───── Bloc de texte

LES DISPENSATIONS (4)
3 - Le peuple d'Israël, les nations et l'Eglise
L'apôtre Paul distingue clairement ces trois catégories de personnes lorsqu'il dit : « Ne devenez une cause d'achoppement ni aux Juifs, ni aux Grecs, ni à l'assemblée de Dieu » (1 Cor. 10 : 32). Dans ce chapitre, nous allons voir leurs caractères distinctifs, leurs relations et quelques éléments de leur histoire.
Etapes de l'histoire d'Israël sous la loi
Dans notre esquisse des diverses dispensations successives, au chapitre précédent, nous n'avons considéré celle de la loi que de façon globale. Or cette période de quinze siècles est extrêmement riche en communications divines et en événements. Essayons d'en préciser les grands traits.
- Israël est quarante ans dans le désert, sous la conduite de Moïse. Le tabernacle a été construit, et l'Éternel habite au milieu de son peuple. Selon ses instructions détaillées, le culte a été institué. Le lien entre l'Éternel et son peuple est maintenu par le moyen de la sacrificature. La traversée du désert - avec toutes ses difficultés - est une épreuve de l'homme, en même temps qu'une manifestation des soins de la grâce de Dieu envers les siens (Deut. 8). Les murmures, l'incrédulité du peuple jalonnent les pages qui nous présentent cette période, de l'Exode au Deutéronome. D'un autre côté, toutes les institutions lévitiques sont des types des choses meilleures que Dieu a en vue pour le temps de la venue de Christ. Elles sont bien « l'ombre des choses à venir » (Col. 2 : 17 ; Héb. 10 : 1), « la figure et l'ombre des choses célestes » (Héb. 8 : 5).
- Sous la conduite de Josué, successeur de Moïse, Israël fait la conquête de Canaan, pays que Dieu avait promis à Abraham et à ses fils. Le tabernacle est dressé à Silo et la sacrificature demeure le lien officiel du peuple avec Dieu. La fidélité d'Israël est mise à l'épreuve d'une nouvelle manière. Le peuple aura-t-il l'énergie nécessaire pour conquérir de fait le pays que Dieu lui a donné ? (Jos. 1 : 3). Et saura-t-il demeurer « séparé de tout peuple qui est sur la face de la terre » ? Hélas ! la conquête incomplète du pays ouvre la porte à la cohabitation avec des nations idôlatres ; les conséquences en seront désastreuses.

──────────
───── Données fournies

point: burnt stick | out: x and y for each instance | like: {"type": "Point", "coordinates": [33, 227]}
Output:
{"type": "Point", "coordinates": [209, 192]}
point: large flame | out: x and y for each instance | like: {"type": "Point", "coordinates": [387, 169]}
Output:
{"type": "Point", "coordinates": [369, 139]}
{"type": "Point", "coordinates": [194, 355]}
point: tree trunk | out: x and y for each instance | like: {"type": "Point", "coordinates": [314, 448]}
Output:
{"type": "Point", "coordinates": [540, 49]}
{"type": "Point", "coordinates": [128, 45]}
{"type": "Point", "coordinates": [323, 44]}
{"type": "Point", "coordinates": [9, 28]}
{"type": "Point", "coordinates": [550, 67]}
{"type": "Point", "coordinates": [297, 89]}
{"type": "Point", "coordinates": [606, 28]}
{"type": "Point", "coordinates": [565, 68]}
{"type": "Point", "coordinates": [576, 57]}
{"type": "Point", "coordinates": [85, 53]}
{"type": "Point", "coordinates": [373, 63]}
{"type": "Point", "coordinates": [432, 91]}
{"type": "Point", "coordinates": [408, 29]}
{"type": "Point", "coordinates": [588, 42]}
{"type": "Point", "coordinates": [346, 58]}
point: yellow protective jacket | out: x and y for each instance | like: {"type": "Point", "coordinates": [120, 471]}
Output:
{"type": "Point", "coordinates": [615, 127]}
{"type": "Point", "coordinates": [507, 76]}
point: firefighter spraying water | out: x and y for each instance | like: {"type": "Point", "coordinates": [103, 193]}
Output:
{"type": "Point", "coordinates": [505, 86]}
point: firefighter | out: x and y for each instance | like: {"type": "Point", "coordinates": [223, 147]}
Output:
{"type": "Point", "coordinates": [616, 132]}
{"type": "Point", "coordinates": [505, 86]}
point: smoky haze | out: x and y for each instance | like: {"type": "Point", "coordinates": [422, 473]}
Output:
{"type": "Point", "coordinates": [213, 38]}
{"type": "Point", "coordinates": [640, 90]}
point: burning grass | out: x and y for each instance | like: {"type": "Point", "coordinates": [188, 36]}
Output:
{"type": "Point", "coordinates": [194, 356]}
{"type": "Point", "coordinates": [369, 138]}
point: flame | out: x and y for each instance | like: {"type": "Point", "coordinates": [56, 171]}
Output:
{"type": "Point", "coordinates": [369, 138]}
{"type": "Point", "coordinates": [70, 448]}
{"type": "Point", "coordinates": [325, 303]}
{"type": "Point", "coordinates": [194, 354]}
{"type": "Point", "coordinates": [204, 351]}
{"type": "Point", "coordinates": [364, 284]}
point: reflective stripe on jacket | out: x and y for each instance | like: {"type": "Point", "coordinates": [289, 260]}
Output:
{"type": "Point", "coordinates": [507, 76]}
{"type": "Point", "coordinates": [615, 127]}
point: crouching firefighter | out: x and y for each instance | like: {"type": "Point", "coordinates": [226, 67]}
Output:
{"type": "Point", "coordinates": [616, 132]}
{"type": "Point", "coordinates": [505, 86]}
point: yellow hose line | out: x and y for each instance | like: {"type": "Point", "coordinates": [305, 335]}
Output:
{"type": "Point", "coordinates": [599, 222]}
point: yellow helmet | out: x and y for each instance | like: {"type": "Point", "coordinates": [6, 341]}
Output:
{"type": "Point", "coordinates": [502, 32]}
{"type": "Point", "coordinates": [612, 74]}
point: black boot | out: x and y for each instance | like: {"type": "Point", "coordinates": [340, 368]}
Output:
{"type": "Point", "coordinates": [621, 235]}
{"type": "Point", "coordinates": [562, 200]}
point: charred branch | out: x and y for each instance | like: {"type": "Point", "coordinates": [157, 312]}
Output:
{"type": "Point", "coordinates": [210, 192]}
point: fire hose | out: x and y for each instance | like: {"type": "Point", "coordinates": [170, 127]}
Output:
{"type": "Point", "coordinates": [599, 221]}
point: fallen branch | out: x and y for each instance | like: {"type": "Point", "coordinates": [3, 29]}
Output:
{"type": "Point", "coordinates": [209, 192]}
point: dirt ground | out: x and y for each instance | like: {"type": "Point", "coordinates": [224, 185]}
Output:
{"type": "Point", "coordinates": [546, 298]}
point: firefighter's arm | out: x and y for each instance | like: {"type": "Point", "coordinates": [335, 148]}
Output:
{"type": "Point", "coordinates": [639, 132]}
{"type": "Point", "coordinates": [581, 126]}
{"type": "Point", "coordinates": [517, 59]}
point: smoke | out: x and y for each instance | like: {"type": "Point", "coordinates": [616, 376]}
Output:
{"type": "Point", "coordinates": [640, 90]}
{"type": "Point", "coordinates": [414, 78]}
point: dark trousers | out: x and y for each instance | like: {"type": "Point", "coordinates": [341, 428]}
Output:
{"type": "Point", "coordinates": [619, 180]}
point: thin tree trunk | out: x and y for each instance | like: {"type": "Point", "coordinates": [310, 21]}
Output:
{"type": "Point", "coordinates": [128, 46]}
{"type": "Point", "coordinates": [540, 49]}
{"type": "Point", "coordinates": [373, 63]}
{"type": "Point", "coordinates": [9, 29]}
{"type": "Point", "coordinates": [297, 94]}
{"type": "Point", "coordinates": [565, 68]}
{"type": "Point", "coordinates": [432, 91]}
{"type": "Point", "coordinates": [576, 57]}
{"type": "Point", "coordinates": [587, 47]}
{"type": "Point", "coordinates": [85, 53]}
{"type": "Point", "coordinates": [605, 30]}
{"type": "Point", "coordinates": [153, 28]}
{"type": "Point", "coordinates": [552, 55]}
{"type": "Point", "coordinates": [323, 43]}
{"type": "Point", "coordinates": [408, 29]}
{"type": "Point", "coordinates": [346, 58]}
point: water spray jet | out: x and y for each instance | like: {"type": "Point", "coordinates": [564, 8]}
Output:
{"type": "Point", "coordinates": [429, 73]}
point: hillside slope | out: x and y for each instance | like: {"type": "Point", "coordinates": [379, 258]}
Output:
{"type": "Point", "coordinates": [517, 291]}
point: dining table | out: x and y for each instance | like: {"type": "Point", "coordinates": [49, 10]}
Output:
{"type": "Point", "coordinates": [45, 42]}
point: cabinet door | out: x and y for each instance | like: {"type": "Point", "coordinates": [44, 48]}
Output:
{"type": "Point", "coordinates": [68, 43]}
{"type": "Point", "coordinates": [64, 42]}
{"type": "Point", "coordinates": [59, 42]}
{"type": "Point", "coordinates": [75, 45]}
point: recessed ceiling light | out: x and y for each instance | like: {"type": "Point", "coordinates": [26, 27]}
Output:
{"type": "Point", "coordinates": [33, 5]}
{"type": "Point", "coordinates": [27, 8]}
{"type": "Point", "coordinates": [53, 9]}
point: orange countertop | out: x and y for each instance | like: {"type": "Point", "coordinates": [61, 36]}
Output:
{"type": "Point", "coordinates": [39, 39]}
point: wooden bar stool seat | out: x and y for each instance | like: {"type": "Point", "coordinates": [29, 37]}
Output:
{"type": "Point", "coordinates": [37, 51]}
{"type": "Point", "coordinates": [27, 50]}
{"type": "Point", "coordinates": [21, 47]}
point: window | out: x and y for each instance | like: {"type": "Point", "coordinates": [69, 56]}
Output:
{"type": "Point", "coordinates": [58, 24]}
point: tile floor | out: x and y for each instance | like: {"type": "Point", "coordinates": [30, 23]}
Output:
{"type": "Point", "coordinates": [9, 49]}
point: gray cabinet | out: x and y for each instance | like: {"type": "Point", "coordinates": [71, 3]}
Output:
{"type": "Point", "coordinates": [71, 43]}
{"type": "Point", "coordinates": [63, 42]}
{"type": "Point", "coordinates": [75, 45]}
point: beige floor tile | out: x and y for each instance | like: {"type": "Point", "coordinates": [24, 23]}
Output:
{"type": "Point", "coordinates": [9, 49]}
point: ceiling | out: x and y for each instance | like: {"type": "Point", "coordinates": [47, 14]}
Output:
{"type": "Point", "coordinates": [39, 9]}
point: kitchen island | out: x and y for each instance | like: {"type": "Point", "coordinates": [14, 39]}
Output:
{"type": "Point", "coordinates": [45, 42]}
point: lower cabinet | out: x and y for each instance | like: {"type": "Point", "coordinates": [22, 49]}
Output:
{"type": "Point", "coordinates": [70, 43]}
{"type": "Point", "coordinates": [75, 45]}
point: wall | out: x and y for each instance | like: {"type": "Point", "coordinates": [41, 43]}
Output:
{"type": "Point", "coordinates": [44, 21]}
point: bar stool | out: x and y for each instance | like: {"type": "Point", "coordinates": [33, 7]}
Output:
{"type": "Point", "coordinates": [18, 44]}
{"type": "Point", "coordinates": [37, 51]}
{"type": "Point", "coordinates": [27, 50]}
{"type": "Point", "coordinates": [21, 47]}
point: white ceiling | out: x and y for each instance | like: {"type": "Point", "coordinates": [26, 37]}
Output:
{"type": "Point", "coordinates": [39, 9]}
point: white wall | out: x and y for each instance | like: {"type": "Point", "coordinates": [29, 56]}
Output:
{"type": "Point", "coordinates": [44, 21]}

──────────
───── Données fournies

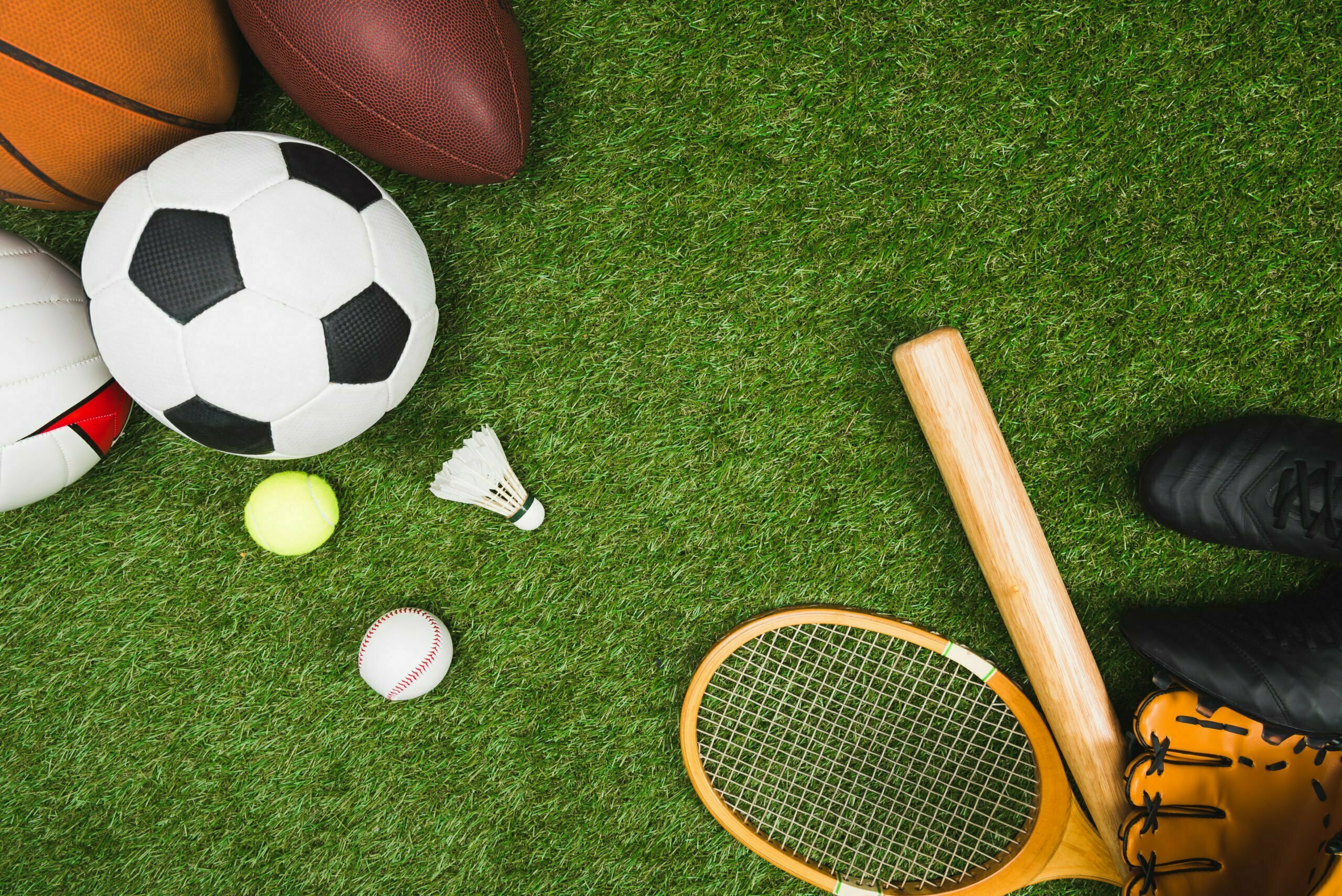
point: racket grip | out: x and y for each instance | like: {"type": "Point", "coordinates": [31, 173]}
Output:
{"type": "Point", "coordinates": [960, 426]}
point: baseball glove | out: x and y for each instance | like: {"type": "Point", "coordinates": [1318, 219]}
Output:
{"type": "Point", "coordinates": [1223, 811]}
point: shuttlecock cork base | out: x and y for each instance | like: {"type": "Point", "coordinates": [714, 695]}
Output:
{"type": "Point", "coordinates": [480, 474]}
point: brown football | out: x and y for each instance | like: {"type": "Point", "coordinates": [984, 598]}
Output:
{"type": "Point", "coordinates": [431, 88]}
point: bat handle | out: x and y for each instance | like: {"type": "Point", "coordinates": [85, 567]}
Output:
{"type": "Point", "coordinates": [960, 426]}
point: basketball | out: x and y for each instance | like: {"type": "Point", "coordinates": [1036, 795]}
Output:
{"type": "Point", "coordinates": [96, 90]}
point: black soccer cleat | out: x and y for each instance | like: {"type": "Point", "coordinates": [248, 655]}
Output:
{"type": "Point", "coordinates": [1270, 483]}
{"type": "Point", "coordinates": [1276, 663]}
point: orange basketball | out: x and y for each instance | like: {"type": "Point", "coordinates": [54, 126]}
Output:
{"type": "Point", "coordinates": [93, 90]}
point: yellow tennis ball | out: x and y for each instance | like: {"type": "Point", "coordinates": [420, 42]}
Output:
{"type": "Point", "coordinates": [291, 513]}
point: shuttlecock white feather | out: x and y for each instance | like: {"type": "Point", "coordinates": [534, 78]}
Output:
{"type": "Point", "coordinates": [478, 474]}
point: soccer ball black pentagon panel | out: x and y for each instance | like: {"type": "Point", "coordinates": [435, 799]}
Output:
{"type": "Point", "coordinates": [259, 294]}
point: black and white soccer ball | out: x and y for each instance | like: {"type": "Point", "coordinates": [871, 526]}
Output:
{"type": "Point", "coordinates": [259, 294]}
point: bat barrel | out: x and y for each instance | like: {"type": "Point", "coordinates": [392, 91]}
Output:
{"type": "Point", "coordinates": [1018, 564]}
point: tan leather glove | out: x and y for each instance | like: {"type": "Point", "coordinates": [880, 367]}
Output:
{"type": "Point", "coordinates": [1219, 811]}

──────────

Exercice proposé: Relevez toutes les références bibliques placées entre parenthèses dans le texte sur les dispensations, dans leur ordre d'apparition. Les entrées n'ont aucun rôle dans ce travail.

Corrigé: 1 Cor. 10 : 32 ; Deut. 8 ; Col. 2 : 17 ; Héb. 10 : 1 ; Héb. 8 : 5 ; Jos. 1 : 3